== Information supplied ==
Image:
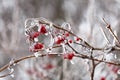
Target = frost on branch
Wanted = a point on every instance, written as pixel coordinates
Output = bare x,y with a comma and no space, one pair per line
40,30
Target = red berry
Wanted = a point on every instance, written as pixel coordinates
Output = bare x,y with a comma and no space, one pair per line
38,46
115,70
77,38
30,71
48,66
34,35
59,40
70,41
67,34
102,78
68,56
43,29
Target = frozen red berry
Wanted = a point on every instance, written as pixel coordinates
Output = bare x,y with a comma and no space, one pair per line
59,40
48,66
70,41
67,34
43,29
102,78
68,56
38,46
34,35
77,38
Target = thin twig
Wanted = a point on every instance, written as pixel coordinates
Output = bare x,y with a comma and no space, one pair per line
108,26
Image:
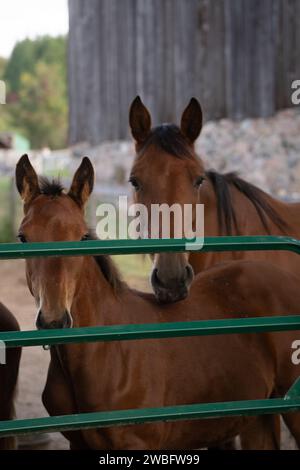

== Task directions ==
Reproduce every entry exactly; images stay out.

== Result for this task ==
Image:
Target = frost on branch
Wanted = a point on every instance, written as pixel coordinates
Output = bare x,y with a comma and no space, one pair per line
40,30
Target = red berry
Wanted = a point on every instance, written as pixel coordinates
Output = bare x,y with a comma and no space, one pair per line
38,46
115,70
77,38
30,71
48,66
34,35
59,40
70,41
67,34
102,78
68,56
43,29
Target = frozen red berry
Wanted = a point on every instance, written as pixel coordinates
Output = bare x,y with a comma and no space, one pair per line
59,40
48,66
70,41
67,34
43,29
102,78
68,56
38,46
34,35
77,38
Target = thin twig
Wanted = a point on every instance, written as pixel coordinates
Output = bare x,y with a comma and no space, one pair per line
108,26
Image:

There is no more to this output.